Data records
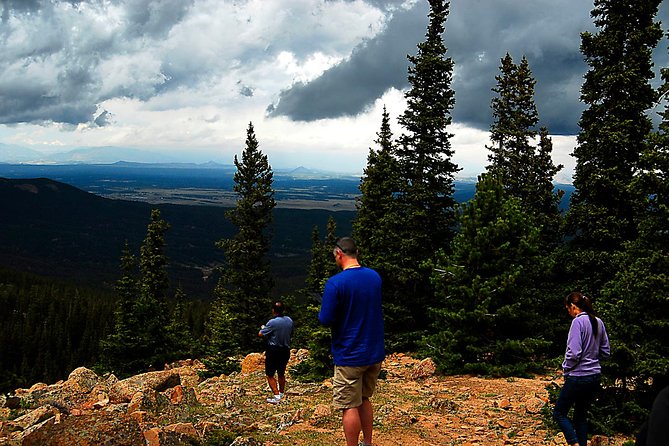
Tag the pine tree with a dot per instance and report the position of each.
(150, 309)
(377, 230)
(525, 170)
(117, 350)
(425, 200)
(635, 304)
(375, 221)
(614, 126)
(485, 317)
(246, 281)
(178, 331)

...

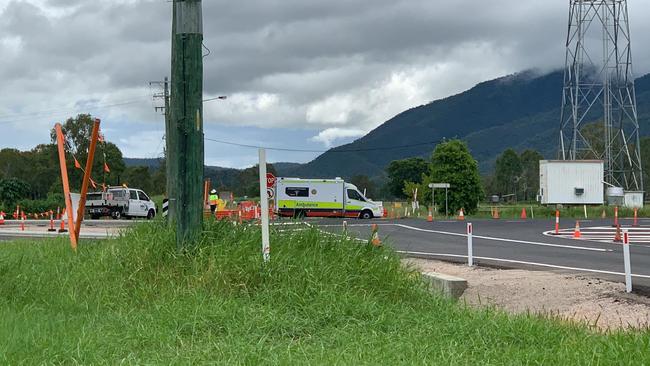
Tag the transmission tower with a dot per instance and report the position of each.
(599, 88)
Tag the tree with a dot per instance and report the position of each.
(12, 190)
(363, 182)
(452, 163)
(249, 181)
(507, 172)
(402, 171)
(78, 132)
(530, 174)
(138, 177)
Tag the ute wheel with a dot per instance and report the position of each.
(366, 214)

_What you will do_:
Which lines in the entries above contain the word "each"? Pull out every one of them.

_Written reply_:
Tag the pine tree with a dot per instance and report the position of each.
Tag the transmission tower with a dot per instance and report the position of each.
Tag the tree with a dot per instance and report the position of each.
Tag the ute wheel with a dot per instance and report the position of each.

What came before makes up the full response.